■ Texto fornecido:
Tem tanta coisa sem sentido… Temos grupos de mães que perderam seus filhos para a violência do estado. Bizarro! Há uns anos, um secretário de segurança do Rio de Janeiro afirmava que era preciso quebrar alguns ovos para fazer uma omelete. Os ovos eram os corpos negros e pobres que moravam nas comunidades. A sociedade aceitou fazer essa omelete… Por quê?
Esse grupo de mães deveria ser formado por todos os tipos de mulheres: as que ainda não perderam seus filhos, as que não convivem com o risco de perderem seus filhos pela violência estatal, as que não têm filhos, as que não terão… Deveria ser formado por todos que se indignam – homens, mulheres, aqueles que não se identificam com esse rótulo binário. Todos, sem exceção. Todavia, convoco aqui o protagonismo das mulheres por acreditar em uma nova forma possível de organização, por acreditar em novas poéticas, novas políticas, novas razões.
Entendo a força de um patriarcado que foi institucionalizado como instrumento de opressão. Entendo que haja tantas mulheres que não vivem o que vivemos, mas que podem e devem se comprometer, se incomodar, se envolver. É possível que tenhamos sentido raiva de termos sido ou ainda sermos exploradas por aquelas que não deveriam nos ofender. Tal raiva legítima deve ser reelaborada, para buscarmos força e encontramos armas, para que possamos vencer. É preciso estarmos atentas às aliadas, é preciso mais do que palavras, é preciso ação, é preciso querer.
Paulina Chiziane, em seu contundente testemunho intitulado “Eu, mulher… por uma nova visão de mundo”, questiona os mitos originários, em diferentes culturas, que marcavam a mulher como símbolo da culpa, do erro, da falha. Éramos sempre o problema da fundação. Ela se perguntava se, no lugar de um deus, tivéssemos uma deusa, haveria efetiva inversão. Conclui que só isso não garantiria nada, e é bem verdade, não é só o sexo é a atitude, não é só a palavra, é responsabilidade acumulada, parceria agregada que nos fariam destruir essas lógicas de opressão.

■ Informações fornecidas:

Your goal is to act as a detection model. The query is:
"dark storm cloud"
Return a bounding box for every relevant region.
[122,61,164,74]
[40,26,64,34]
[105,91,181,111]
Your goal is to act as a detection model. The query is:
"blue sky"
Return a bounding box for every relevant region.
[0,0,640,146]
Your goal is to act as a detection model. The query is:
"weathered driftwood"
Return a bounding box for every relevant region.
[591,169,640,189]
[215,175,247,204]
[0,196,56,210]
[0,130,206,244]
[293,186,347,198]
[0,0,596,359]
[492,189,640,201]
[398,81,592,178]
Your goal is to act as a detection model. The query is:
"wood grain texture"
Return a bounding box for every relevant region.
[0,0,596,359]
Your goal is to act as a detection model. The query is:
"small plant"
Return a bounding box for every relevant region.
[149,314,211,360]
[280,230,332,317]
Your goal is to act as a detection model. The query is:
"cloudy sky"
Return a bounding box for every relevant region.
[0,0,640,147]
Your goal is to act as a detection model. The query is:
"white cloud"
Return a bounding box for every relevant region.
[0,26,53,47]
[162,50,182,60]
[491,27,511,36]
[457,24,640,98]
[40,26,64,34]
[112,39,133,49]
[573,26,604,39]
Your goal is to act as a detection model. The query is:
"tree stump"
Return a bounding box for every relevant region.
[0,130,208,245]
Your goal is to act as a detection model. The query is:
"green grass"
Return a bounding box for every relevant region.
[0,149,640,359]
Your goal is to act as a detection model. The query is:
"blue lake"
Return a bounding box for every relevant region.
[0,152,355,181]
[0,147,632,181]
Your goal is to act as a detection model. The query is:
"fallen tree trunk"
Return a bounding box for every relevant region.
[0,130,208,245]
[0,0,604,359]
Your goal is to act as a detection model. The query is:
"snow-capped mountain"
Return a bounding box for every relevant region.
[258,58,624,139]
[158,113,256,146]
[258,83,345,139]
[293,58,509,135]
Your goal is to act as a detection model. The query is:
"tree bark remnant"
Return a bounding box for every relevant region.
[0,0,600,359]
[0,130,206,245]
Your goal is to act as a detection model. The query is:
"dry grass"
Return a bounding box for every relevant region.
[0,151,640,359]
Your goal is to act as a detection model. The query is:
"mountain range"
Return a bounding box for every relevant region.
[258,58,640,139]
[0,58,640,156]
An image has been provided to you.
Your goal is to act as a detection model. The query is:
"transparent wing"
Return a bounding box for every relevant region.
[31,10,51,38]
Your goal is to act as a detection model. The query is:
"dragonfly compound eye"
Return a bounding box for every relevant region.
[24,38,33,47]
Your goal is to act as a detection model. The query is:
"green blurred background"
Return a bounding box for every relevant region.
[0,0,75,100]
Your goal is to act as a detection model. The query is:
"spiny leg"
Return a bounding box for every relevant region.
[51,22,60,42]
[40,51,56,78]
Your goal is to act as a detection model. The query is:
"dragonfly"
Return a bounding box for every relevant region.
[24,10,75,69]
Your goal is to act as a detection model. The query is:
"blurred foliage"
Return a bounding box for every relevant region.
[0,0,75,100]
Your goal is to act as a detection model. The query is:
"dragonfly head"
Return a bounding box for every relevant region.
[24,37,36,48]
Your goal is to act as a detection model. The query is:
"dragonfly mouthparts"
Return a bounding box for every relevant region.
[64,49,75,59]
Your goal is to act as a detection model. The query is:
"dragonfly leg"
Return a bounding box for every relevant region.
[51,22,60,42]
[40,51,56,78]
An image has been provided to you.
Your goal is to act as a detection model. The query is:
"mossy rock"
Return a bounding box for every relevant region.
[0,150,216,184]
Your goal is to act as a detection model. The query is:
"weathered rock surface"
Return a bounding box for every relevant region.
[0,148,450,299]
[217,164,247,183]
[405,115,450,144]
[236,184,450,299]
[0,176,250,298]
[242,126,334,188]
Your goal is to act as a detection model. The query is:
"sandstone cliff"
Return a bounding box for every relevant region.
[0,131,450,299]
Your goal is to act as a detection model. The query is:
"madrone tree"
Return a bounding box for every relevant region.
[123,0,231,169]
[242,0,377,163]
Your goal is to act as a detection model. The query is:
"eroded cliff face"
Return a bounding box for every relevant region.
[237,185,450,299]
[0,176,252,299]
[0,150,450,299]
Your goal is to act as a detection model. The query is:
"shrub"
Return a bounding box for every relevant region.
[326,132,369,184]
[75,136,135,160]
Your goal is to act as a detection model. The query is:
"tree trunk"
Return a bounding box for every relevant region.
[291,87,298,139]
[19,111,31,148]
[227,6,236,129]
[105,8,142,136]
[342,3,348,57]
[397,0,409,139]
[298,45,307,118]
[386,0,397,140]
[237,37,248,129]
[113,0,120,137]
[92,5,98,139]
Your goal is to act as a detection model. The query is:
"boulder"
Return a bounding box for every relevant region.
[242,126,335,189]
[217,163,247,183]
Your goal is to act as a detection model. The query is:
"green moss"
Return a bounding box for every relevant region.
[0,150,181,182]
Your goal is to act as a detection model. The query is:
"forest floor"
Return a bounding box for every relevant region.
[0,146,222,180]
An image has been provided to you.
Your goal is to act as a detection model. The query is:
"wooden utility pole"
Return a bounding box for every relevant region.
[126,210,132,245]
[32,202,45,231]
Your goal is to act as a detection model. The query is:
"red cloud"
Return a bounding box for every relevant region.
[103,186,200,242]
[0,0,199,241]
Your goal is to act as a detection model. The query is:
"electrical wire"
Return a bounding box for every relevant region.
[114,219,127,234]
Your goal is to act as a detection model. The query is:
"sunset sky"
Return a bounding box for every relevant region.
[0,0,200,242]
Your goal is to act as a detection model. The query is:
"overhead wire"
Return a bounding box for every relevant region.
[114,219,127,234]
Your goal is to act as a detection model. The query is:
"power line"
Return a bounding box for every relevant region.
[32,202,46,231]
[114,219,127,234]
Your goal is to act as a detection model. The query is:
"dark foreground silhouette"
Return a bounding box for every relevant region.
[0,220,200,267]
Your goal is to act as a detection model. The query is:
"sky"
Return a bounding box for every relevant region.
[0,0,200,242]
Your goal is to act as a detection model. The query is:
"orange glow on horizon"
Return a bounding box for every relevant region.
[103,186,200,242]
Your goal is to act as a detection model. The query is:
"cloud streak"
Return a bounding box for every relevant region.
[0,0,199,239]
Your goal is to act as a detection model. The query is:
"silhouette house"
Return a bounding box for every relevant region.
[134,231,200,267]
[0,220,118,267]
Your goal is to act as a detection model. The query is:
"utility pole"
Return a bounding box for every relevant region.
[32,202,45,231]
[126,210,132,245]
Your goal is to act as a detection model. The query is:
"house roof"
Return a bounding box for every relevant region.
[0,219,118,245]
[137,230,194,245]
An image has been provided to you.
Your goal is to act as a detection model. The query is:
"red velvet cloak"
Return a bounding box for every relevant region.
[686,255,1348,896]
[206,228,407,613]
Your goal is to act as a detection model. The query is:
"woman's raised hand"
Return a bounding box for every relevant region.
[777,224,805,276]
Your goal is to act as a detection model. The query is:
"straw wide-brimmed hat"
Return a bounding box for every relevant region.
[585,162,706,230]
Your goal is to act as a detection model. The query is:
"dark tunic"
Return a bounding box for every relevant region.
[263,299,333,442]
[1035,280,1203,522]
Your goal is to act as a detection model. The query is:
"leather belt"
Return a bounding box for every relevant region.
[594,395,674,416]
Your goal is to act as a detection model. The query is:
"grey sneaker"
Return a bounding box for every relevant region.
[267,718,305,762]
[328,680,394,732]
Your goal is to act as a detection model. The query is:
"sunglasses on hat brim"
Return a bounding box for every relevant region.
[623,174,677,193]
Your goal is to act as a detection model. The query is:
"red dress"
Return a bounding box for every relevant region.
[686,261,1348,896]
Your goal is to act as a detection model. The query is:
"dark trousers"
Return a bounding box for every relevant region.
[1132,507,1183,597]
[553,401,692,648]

■ Sobre a tarefa:
Com base no texto fornecido, responda às perguntas a seguir.
(a) O que afirmava, há uns anos, um secretário de segurança do Rio de Janeiro?
(b) Por que motivo o texto convoca o protagonismo das mulheres?
(c) Qual é o título do testemunho de Paulina Chiziane citado no texto?

■ Resultado do exercício:
(a) Afirmava que era preciso quebrar alguns ovos para fazer uma omelete.
(b) Por acreditar em uma nova forma possível de organização, em novas poéticas, novas políticas e novas razões.
(c) “Eu, mulher… por uma nova visão de mundo”.